**TEXT EXCERPT:**

----

6.824 Lecture 16: Peer-to-peer systems: Content distribution

Last lecture was about finding a computer for an object. Now focus on
how to serve the objects (i.e., the data).

There are a few different instances of the content distribution
problem:

- A home user/company has a popular web page.  We want to avoid to be
  limited by the home user's link.  (Coral, Akamai, etc.)

- A home user wants a faster Web for all URLs. Cooperative Web caching
  (CoDeen, etc.).  Coral primariy helps for URLs coralized, not for
  all URLs This case assumes that the user configures the browser to
  contact a Web proxy instead, or that all clicks are observed by a
  proxy close to the browser.

- A home user wants to retrieve a big file.  Coral doesn't help, but,
  for example, Bittorrent can download the file from several servers
  in paralllel.  (More next week.)

----

**DATA SUPPLIED:**
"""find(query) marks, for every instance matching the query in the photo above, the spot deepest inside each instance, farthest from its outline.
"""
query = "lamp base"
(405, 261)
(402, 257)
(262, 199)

----

**AIM OF THE EXERCISE:**
Reproduce the stretch of the content distribution lecture notes from "There are a" through "(Coral, Akamai, etc.)".

**EXERCISE SOLUTION:**
There are a few different instances of the content distribution
problem:

- A home user/company has a popular web page.  We want to avoid to be
  limited by the home user's link.  (Coral, Akamai, etc.)